§ **TASK**
Convert the entries below, from the line with "Expected behaviour: for every instance of the condominium" up to and including the line with "x=581 y=352", into a two-column CSV headed text and answer, one row per entry, with each field in quotes and line breaks replaced by spaces. Leave out the pictures.

§ **RECORDS SHOWN**

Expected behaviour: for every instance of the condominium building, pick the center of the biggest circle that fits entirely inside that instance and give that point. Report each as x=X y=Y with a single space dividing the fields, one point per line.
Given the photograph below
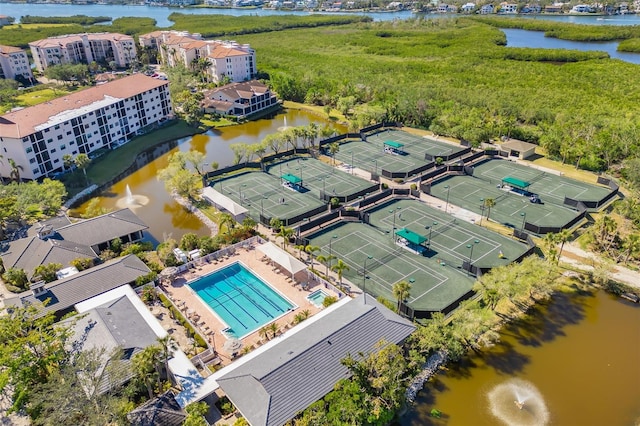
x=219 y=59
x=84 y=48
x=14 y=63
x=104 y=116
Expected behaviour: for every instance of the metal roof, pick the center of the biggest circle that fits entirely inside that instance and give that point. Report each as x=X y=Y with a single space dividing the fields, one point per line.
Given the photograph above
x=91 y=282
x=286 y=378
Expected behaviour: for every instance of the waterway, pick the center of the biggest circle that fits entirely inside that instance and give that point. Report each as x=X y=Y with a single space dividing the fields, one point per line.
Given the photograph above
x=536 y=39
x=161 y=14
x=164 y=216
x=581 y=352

* * *

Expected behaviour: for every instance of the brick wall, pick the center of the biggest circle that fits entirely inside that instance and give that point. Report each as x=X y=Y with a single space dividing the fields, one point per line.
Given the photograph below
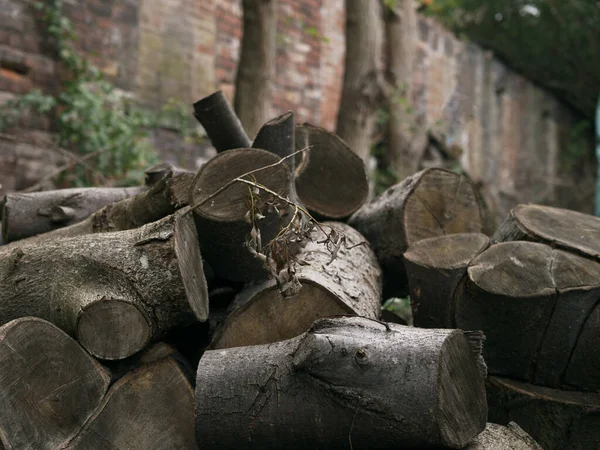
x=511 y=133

==

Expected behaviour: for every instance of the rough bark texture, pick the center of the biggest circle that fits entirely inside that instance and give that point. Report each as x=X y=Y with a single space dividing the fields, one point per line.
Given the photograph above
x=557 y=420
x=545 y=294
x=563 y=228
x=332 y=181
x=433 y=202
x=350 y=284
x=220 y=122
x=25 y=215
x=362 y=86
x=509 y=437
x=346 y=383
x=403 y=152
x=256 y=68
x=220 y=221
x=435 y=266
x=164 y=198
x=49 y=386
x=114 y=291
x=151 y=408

§ **COMPLETE ANSWER**
text,answer
"Expected behaviour: for every instance of the condominium building, pick the center of the biggest circle that fits entirely inside that instance and give that point. Report each as x=X y=Y with a single space dividing the fields, one point per line. Given the photograph below","x=219 y=59 x=84 y=48 x=14 y=63 x=104 y=116"
"Expected behaviour: for every instance of the metal roof, pick the center of the biggest circle that fits entirely inside that instance and give that point. Report each as x=X y=Y with a single space dividing the fields, one point per line. Given the photograph above","x=91 y=282 x=286 y=378"
"Expected behaviour: for every instance of the waterway, pick the center of the biggest circle that fits entirely inside that instance and give that point. Report each as x=X y=Y with a single space dividing the fields, one point per line. Given the photograph above","x=536 y=39 x=161 y=14 x=164 y=216 x=581 y=352"